◆ Description of the task: The entries below should be output exactly as written.

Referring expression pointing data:
◆ ◆ ◆ ◆
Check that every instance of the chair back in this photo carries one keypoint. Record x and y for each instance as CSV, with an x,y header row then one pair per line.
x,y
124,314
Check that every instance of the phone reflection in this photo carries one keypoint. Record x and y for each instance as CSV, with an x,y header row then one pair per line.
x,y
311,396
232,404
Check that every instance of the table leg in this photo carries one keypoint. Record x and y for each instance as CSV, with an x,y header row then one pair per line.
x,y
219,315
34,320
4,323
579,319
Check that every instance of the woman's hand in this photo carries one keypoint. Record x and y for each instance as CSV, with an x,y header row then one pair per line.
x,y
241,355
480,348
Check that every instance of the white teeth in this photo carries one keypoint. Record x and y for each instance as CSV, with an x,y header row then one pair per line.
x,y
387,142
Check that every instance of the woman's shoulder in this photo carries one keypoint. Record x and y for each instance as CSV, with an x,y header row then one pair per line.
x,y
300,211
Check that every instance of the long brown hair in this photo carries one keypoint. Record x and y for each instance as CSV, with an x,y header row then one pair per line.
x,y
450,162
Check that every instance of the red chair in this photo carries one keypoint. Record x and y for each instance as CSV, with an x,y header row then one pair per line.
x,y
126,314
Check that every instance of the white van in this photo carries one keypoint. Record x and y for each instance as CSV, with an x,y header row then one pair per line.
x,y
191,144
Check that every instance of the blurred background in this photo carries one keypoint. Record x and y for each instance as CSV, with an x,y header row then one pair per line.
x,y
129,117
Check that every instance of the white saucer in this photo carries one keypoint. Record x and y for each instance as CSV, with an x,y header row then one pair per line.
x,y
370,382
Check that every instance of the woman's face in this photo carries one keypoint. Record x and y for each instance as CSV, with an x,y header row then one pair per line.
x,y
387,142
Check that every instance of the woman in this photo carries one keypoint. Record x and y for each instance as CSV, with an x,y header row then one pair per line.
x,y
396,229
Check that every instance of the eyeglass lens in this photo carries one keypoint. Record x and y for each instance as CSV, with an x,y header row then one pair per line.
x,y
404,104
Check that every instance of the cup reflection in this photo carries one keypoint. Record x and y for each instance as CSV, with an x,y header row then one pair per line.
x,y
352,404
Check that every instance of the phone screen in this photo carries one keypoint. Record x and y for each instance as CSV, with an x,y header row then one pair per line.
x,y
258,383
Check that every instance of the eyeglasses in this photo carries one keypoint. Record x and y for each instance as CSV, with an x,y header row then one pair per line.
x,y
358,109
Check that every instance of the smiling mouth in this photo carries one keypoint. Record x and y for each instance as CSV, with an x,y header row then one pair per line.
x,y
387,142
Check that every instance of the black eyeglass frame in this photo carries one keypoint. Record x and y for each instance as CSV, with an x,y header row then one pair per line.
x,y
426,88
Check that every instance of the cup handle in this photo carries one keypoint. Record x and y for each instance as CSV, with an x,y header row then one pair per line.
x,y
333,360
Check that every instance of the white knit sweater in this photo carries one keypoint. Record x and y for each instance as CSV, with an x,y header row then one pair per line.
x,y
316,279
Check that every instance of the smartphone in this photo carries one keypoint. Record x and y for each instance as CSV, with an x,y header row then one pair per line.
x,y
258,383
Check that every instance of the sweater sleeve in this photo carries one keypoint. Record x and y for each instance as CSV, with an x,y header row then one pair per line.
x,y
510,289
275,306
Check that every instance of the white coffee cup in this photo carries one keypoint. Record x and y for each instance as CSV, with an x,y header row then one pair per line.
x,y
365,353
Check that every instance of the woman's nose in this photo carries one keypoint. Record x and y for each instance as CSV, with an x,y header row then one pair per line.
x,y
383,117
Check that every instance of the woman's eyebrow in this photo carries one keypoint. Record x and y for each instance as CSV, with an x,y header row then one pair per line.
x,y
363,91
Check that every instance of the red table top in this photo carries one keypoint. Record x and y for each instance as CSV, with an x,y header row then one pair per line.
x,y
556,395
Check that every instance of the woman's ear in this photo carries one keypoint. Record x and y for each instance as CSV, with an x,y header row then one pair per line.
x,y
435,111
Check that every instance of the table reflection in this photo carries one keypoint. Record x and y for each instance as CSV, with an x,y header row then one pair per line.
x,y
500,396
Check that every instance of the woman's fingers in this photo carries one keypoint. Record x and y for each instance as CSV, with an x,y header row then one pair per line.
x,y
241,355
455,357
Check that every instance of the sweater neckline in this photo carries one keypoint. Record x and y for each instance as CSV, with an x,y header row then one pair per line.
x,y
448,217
◆ ◆ ◆ ◆
◆ Answer box:
Check that every instance of the chair back in this photo carries one keypoint. Record x and y for each instance as CSV, with an x,y header row then one pair per line.
x,y
124,314
Check that every instance of the phone reflection in this photo carries one keypoint. Record x and y for each instance as CSV, with an x,y header row then one pair per line.
x,y
311,396
232,404
Check that every instance of the table leg in this photo carries one keypoint. Record x and y for each instance as CSV, with an x,y header row then one pair per line.
x,y
219,315
34,320
4,323
579,319
Check that every instance of the woman's hand in this photo carries one keypoint. Record x and y for each instance as CSV, with an x,y header row then one pair per line.
x,y
241,355
480,348
Check that every instance of the white teeth in this photo carries one keypoint. Record x and y for each instance as CSV, with an x,y header row then one pair per line.
x,y
387,142
Check that every instance of the woman's shoulder in this photo carries one keypoint. Record x and y for each instance as CSV, with an x,y header row then one pair per line.
x,y
300,211
Check that every instance of the long brown hair in this photo carries one keypoint. Record x and y for each instance as CSV, with an x,y header row then one pair per line.
x,y
450,162
Check that every instance of the red chair in this photo carries one keypoint. Record x and y for each instance as CSV, with an x,y header row then one pair per line.
x,y
126,314
Check that every instance of the white van in this photo carries one keypoint. Record x and y for each instance as CSV, with an x,y header row then one pair per line.
x,y
191,144
Check that every instance of the blurred background in this photo carries one keypoint. Record x and y for each instance as CSV, with an x,y header row then one pair per line.
x,y
129,117
Check that every instance of the white saucer in this photo carries one keypoint. Record x and y for each instance as CSV, with an x,y header row then one pair per line.
x,y
370,382
Check that every instance of the woman's face in this photo carries one keypoint. Record x and y for each instance as CSV, with an x,y header row then one pair per line.
x,y
387,142
Check that every instance of the woman in this photo carries one keypoint. Record x and y for each instance as CSV, with an x,y header row then one pair per line.
x,y
396,229
Check that every instance of the eyeglass lens in this photo carries one keypoint. Record x and y for each instance as CSV, with an x,y header row then one pair per line.
x,y
404,104
Check that every instance of the cup reflection in this photo carries one keypoint. Record x and y for each instance as CSV, with an x,y header row then one pair per line.
x,y
352,404
Check that every instance of the phone screen in this photo carries one keypoint. Record x and y for each instance as CSV, with an x,y header row then one pair per line.
x,y
258,383
Check that every instance of the eyeglasses in this photo carries one keypoint. Record x and y for each instance as CSV, with an x,y header row then one pair per line.
x,y
358,109
Check that every instance of the smiling mouth in this photo carries one keypoint. Record x and y for each instance as CSV, with an x,y header row then one pair per line.
x,y
387,142
Check that every instance of the black eyeglass frame in this photo carries one keypoint. Record x and y for each instance as CSV, with an x,y header row then one pair per line.
x,y
426,88
Check that every instance of the cup handle in this photo carries one keypoint. Record x and y for each instance as CSV, with an x,y header row then one pair per line.
x,y
333,360
Check that every instance of the white knit sweater in this photo carries one keypoint. Record x and y for each instance as CSV, with an x,y header row then one pair per line.
x,y
316,279
Check that every instance of the smartphone in this photo carries one keypoint. Record x and y for each instance as CSV, with an x,y header row then one pair per line.
x,y
258,383
Check that every instance of the sweater sleeve in this photo carries one keypoint. Record x and y for each instance as CSV, with an x,y header row then one pair per line.
x,y
510,289
275,306
Check that every instance of the white coffee cup in this photo carries one keypoint. Record x and y for each instance as CSV, with an x,y header row then one pair per line.
x,y
365,353
Check that every instance of the woman's nose in this photo carries one keypoint. Record x and y for each instance as CSV, with an x,y header row then one pair per line.
x,y
383,117
Check that every instance of the woman's eyebrow in this photo carries one keypoint. Record x and y for each instance as CSV, with an x,y header row then one pair per line.
x,y
363,91
Check that every instance of the red table top in this photo carries one keypoint. Record x and y for each instance as CSV, with an x,y header row then one pair per line.
x,y
556,395
Check that every instance of the woman's ear in this photo carries one keypoint. Record x and y for each instance as CSV, with an x,y header row then one pair per line.
x,y
435,111
Check that every instance of the table reflection in this photo carries one keypoint. Record x and y for each instance as CSV, with an x,y header row then one pair per line.
x,y
500,396
Check that every instance of the woman's fingers in this photo carries one keypoint. Record x and y for each instance as CSV, with an x,y header row then one pair per line.
x,y
241,355
455,357
Check that every instance of the sweater neckline in this photo carries one keypoint. Record x and y for each instance as CSV, with an x,y header row then one pair per line.
x,y
448,217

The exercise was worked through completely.